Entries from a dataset
□ □ □
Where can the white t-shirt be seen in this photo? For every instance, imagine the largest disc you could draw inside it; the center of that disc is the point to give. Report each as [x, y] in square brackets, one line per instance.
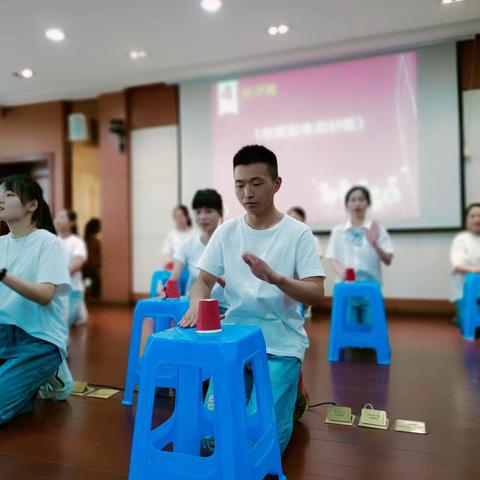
[465, 250]
[350, 247]
[189, 254]
[289, 249]
[40, 258]
[75, 247]
[175, 239]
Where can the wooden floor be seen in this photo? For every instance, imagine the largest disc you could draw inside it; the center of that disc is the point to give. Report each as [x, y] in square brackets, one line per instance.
[434, 376]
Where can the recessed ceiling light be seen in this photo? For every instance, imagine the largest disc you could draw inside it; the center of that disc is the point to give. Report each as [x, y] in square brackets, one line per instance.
[137, 54]
[273, 30]
[211, 5]
[24, 73]
[55, 34]
[278, 29]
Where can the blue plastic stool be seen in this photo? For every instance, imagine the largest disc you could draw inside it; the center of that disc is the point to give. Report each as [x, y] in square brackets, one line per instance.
[163, 312]
[163, 275]
[470, 307]
[343, 336]
[246, 446]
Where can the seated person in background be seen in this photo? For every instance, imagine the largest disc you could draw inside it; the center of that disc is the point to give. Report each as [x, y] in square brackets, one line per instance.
[465, 255]
[208, 207]
[271, 265]
[360, 244]
[33, 283]
[182, 232]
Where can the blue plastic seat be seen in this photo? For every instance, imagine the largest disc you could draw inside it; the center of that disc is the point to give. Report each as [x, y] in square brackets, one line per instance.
[470, 305]
[344, 335]
[161, 276]
[246, 446]
[165, 313]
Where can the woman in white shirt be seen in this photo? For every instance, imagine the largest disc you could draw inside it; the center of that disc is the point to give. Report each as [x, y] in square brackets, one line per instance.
[208, 207]
[33, 280]
[360, 244]
[182, 232]
[76, 254]
[465, 255]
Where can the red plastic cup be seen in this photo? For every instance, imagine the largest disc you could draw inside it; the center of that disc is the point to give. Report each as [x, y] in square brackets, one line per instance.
[171, 289]
[208, 316]
[349, 275]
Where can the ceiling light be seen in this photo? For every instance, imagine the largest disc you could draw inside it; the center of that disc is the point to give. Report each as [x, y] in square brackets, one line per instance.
[24, 73]
[137, 54]
[55, 34]
[211, 5]
[273, 30]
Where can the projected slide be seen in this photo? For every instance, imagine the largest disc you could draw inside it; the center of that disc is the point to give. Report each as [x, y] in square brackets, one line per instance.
[330, 126]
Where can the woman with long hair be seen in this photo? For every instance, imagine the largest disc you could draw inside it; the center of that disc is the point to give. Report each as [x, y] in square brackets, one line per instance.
[33, 280]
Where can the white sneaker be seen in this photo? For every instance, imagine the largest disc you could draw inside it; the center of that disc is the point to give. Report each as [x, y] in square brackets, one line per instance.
[59, 386]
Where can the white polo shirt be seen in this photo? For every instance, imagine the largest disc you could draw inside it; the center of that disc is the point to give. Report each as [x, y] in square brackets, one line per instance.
[349, 246]
[290, 250]
[465, 250]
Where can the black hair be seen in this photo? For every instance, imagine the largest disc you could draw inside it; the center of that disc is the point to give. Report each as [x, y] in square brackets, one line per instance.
[471, 207]
[184, 209]
[208, 198]
[299, 211]
[92, 227]
[27, 189]
[257, 154]
[363, 189]
[72, 216]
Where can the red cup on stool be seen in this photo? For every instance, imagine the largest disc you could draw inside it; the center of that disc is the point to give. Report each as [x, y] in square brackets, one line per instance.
[349, 275]
[171, 289]
[208, 316]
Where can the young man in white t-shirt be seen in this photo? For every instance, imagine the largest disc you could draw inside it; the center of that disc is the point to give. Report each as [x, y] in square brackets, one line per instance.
[271, 265]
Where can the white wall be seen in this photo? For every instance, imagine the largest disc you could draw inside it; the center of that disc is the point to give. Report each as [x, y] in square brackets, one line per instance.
[154, 194]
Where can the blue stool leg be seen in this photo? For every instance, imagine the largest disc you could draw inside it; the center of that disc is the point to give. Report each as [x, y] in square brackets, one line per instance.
[188, 410]
[133, 354]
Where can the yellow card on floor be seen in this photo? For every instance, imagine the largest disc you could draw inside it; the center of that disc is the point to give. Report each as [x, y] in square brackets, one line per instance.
[372, 418]
[103, 393]
[339, 415]
[410, 426]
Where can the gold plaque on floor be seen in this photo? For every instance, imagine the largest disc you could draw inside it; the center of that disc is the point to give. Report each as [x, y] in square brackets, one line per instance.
[410, 426]
[81, 389]
[371, 418]
[103, 393]
[339, 415]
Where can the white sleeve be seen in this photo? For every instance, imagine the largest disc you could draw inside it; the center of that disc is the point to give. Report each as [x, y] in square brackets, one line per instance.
[307, 260]
[167, 248]
[181, 253]
[332, 248]
[79, 249]
[384, 241]
[458, 252]
[212, 260]
[52, 266]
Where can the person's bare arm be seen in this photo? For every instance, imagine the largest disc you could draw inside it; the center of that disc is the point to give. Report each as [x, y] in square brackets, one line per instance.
[201, 289]
[41, 293]
[308, 290]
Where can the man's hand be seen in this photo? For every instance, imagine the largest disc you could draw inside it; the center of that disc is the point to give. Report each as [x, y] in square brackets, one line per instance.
[373, 233]
[261, 269]
[189, 319]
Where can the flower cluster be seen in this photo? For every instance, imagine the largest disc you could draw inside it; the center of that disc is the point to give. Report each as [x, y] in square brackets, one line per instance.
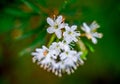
[60, 57]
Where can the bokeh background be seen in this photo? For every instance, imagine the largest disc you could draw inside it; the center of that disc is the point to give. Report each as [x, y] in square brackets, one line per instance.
[22, 29]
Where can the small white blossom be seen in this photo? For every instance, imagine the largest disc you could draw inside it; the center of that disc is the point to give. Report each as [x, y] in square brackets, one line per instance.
[90, 31]
[55, 26]
[71, 34]
[40, 53]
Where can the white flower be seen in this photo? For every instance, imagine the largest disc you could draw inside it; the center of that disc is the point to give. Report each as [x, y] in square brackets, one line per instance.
[90, 31]
[71, 59]
[55, 26]
[71, 34]
[58, 58]
[40, 53]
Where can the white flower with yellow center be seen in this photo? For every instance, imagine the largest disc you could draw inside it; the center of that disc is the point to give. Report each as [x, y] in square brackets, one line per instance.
[90, 31]
[71, 34]
[55, 26]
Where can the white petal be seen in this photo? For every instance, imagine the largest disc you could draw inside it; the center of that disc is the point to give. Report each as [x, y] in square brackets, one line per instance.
[86, 27]
[58, 33]
[59, 20]
[94, 25]
[50, 30]
[94, 40]
[74, 27]
[98, 35]
[50, 21]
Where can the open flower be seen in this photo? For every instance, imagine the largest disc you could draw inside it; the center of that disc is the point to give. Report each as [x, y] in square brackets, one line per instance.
[90, 31]
[55, 26]
[58, 58]
[71, 34]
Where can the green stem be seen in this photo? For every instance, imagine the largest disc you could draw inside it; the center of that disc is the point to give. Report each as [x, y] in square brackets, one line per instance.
[51, 39]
□ □ □
Please repeat the entries exactly. Do not include the pictures.

_Expected output_.
Where can the white t-shirt be seen in this photo? For every instance, imagine the largest disc you could draw inside it; the center of that disc is the point to give. Report each as [x, y] in square brackets, one line per instance.
[465, 250]
[350, 247]
[189, 254]
[289, 249]
[40, 258]
[75, 247]
[175, 239]
Where can the wooden floor be seen in this photo? For every instance, imagine the largest disc you could draw inside it; the center of that disc is the point to give. Report each as [x, y] in square brackets, one line per instance.
[434, 376]
Where can the recessed ceiling light be seen in this photo? For every instance, imagine the largest disc you could draw inside it; the center of that disc is the point to give. Report each as [x, y] in square brackets, one line per instance.
[137, 54]
[273, 30]
[211, 5]
[24, 73]
[55, 34]
[278, 29]
Where can the blue plastic stool be seen in this photo? For every instance, imagine the largest disc you could draw inside it; the center of that disc is the point to give. Report each as [x, y] in square brackets, one line per instance.
[163, 312]
[163, 275]
[470, 307]
[343, 336]
[246, 446]
Where can the seated person in background be seen in this photo? For every instance, imagine the largest disc you could draw inside it; the center of that disc is the point to give. Report each as [x, y] in square brackets, one line per instance.
[465, 255]
[208, 207]
[271, 265]
[360, 244]
[33, 283]
[182, 232]
Where can the blue plastic seat be seen in this photo? For every instance, imagine the largest disc you could draw inside it; the center of that disc is the point to give. Report each as [x, y] in square brackets, one line per instance.
[470, 305]
[344, 335]
[161, 276]
[246, 446]
[165, 313]
Where can the woman in white shirt be seen in this photo? For every instance, imagine the largest disc you could draw inside it; the center of that disc is the point to give. Report each as [x, y] in square brackets, one line per instance.
[208, 207]
[33, 280]
[360, 244]
[182, 232]
[76, 254]
[465, 255]
Where can the red plastic cup be seen in this photo? For every instance, imagine the largest disc you could draw inside it; the center of that disc is the point to give. Report each as [x, y] in square brackets, one line per instance.
[171, 289]
[208, 316]
[349, 275]
Where can the ceiling light be seen in this photo? For every instance, imagine the largest disc you could draw inside it; the center of that disc is the point to give. Report each as [x, y] in square brackets, one line per instance.
[24, 73]
[137, 54]
[55, 34]
[211, 5]
[273, 30]
Where can the projected slide be seen in this photo? For every instance, imagine the largest disc you could draw inside it; the center of that disc is the point to give. Report each as [x, y] in square brackets, one line per instance.
[330, 126]
Where can the woman with long hair be seen in this photo? For every instance, imagine the largest disc you could draw inside it; the center of that disc is the point to give. Report each as [x, y] in square brackets, one line per instance.
[33, 280]
Where can the white sneaker be seen in this photo? For every instance, imagine the largest disc you could draw inside it; the center of that disc is the point to give. Report each as [x, y] in square brackets, one line per instance.
[59, 386]
Where can the white polo shirt be seen in this photo? For every instance, imagine the largest disc you could draw inside it; the center of that disc is the point to give. Report each as [x, y] in square brackets, one line per instance.
[349, 246]
[290, 250]
[465, 250]
Where can the black hair be seen in this photo? For every instance, imagine the largest disc you could draw inside it; the center of that disc is the point to give. Report each as [x, y] in square brackets, one line per instance.
[471, 207]
[184, 209]
[208, 198]
[299, 211]
[92, 227]
[27, 189]
[257, 154]
[363, 189]
[72, 216]
Where can the red cup on stool be seen in this photo? For every instance, imagine the largest disc you could draw inside it; the center of that disc is the point to give. Report each as [x, y] in square brackets, one line per instance.
[349, 275]
[171, 289]
[208, 316]
Where can the young man in white t-shirt be seen in this photo? For every instance, imagine the largest disc you could draw inside it; the center of that disc is the point to give. Report each as [x, y] in square brackets, one line per instance.
[271, 265]
Where can the white wall be seen in this photo? For every instance, imagine the largest disc you could draw inside it; the center of that disc is the point to give. Report each as [x, y] in square brackets, one line per instance.
[154, 194]
Where can the blue stool leg be seen in this photo? For every instance, imagine the largest disc you could draw inside it; the center of that disc is the point to give. Report each as [x, y] in square brackets, one line per instance.
[188, 410]
[133, 354]
Where can the yellow card on floor be seen in this photo? For every instance, imagine the largest disc you could draw inside it; the center of that disc is the point to give. Report each as [x, y] in square brackets, one line per instance.
[372, 418]
[103, 393]
[339, 415]
[410, 426]
Where can the gold plaque on floor be seen in this photo? For every instance, imagine the largest disc you could draw inside it; the center of that disc is the point to give. Report each as [x, y] in square brackets, one line per instance.
[410, 426]
[81, 389]
[371, 418]
[103, 393]
[339, 415]
Where can the white sleeve be seen in this photo? For every instance, imagine the largest disc you could draw inside it; the center of that disc is the point to give. Report each as [x, y] in square brackets, one line per instance.
[307, 260]
[167, 248]
[181, 253]
[332, 248]
[79, 249]
[384, 241]
[458, 252]
[212, 260]
[52, 266]
Where can the person's bare arm be seen in this photo? For every instance, imagine the largest disc you could draw inside it; the center of that disc is the point to give. Report each as [x, y] in square brackets, one line per instance.
[201, 289]
[41, 293]
[308, 290]
Where can the man's hand be seen in this photo? For every instance, imagine the largest disc you could draw inside it; the center of that disc is the point to give. Report each as [x, y] in square brackets, one line per instance.
[373, 233]
[261, 269]
[189, 319]
Where can the flower cluster be seen in this photo? For every instance, imagine the largest disc you could draw inside it; the center of that disc is the point to give. Report each as [x, y] in square brackets, one line per instance.
[60, 57]
Where can the bokeh background be seen in this photo? For every instance, imagine the largest disc you could draw inside it; the center of that disc is the point to give. Report each as [x, y] in square brackets, one line per instance.
[22, 29]
Where can the small white blossom be seen in this photo? For every instance, imagine the largest disc you could draw inside it; the center of that disc is the point to give. Report each as [x, y] in square brackets, one line per instance.
[90, 31]
[55, 26]
[71, 34]
[40, 53]
Where can the white flower be seen in this photo? For every instance, imagine the largest disc you could draw inside it; the center of that disc is the point to give. Report each as [x, y] in square brackets, one line per instance.
[90, 31]
[71, 59]
[55, 26]
[71, 34]
[58, 58]
[40, 53]
Where can the white flower with yellow center be seen in this photo? For every instance, imagine the largest disc you could draw inside it; the center of that disc is the point to give. Report each as [x, y] in square brackets, one line per instance.
[90, 31]
[71, 34]
[55, 26]
Where can the white petal be seen in this photo? For every instance, imagine the largest disc you could draw inside it; the center of that disc is the point to give. Report each as [x, y] in square brackets, one line per instance.
[86, 27]
[58, 33]
[59, 20]
[94, 25]
[50, 30]
[94, 40]
[74, 27]
[98, 35]
[50, 21]
Where can the open flower be seen in this photo? For every instance, imagine the largest disc you could draw inside it; the center of that disc is the point to give. Report each as [x, y] in square brackets, one line per instance.
[90, 31]
[55, 26]
[58, 58]
[71, 34]
Where can the green stem be seen in this photo? For every instance, imagine the largest disc you could draw inside it; the center of that disc is the point to give. Report each as [x, y] in square brackets, one line per instance.
[51, 39]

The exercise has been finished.